[Records from a collection]
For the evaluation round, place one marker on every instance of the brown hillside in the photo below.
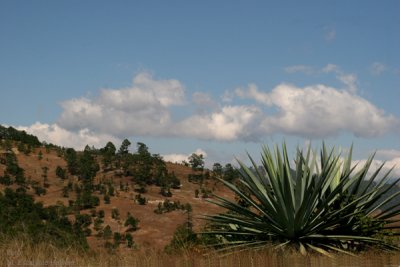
(155, 230)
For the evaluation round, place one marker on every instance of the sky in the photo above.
(221, 78)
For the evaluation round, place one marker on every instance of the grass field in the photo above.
(20, 253)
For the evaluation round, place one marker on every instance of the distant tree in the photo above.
(129, 240)
(124, 148)
(196, 162)
(107, 232)
(230, 173)
(108, 153)
(131, 222)
(117, 239)
(115, 213)
(106, 199)
(217, 170)
(40, 155)
(72, 161)
(88, 167)
(60, 172)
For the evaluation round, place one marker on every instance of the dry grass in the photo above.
(20, 253)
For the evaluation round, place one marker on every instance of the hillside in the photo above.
(40, 166)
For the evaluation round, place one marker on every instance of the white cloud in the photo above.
(330, 68)
(228, 124)
(319, 111)
(376, 163)
(178, 158)
(350, 80)
(146, 109)
(59, 136)
(300, 68)
(377, 68)
(203, 100)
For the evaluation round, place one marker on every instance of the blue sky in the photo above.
(217, 77)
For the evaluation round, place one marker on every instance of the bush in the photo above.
(315, 206)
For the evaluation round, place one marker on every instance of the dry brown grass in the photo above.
(20, 253)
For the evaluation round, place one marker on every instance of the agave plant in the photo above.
(321, 204)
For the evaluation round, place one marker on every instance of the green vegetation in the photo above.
(319, 206)
(21, 215)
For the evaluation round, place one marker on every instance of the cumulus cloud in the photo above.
(377, 68)
(319, 111)
(57, 135)
(227, 124)
(300, 68)
(376, 163)
(148, 108)
(178, 158)
(143, 108)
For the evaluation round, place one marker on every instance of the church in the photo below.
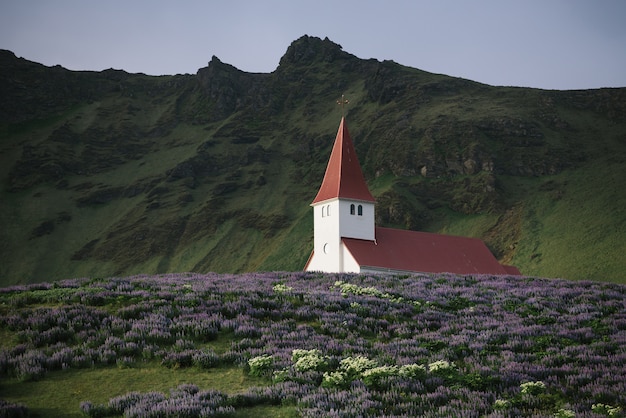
(346, 238)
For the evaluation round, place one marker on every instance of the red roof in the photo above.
(343, 177)
(397, 249)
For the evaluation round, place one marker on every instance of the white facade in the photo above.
(334, 219)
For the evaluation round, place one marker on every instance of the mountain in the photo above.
(110, 173)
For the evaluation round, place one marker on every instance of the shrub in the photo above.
(412, 370)
(261, 365)
(373, 377)
(305, 360)
(533, 388)
(608, 410)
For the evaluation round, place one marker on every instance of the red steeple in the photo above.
(343, 177)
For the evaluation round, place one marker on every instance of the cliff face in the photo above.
(114, 173)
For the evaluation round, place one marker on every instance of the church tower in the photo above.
(343, 207)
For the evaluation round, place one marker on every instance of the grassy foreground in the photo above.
(313, 345)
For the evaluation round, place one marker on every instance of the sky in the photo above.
(549, 44)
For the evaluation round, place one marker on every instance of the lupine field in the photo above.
(329, 345)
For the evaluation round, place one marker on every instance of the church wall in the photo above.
(349, 263)
(327, 254)
(355, 225)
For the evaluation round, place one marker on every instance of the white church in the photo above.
(346, 238)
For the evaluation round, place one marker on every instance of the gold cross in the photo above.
(342, 102)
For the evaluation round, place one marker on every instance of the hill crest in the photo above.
(114, 173)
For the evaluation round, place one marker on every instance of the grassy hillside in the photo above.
(311, 345)
(112, 173)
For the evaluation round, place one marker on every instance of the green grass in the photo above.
(577, 231)
(59, 394)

### Given problem
Return the lines from the line containing "foreground in the photo above." to the end of the entries above, exactly as they appear and with no other output.

### Full response
For the evaluation round, place one marker on every instance of the grassy foreground in the photo above.
(313, 345)
For the evaluation round, place one marker on every instance of the sky in the photo above.
(549, 44)
For the evaluation round, place one marker on every instance of the lupine field in the photo above.
(329, 345)
For the evaluation round, place one marker on every instance of the church wall in the photo above.
(349, 263)
(327, 254)
(355, 225)
For the evaluation round, place one marker on every instance of the white church in the photo above.
(346, 238)
For the evaluation round, place one marker on every instance of the gold cross in the photo above.
(342, 102)
For the evaluation round, place one marker on every instance of the hill crest in the photo above.
(114, 173)
For the evaluation round, place one marker on every instance of the grassy hillside in the photo above.
(311, 345)
(112, 173)
For the evaluation round, place one marker on every instance of the green grass in the photo above.
(577, 231)
(59, 394)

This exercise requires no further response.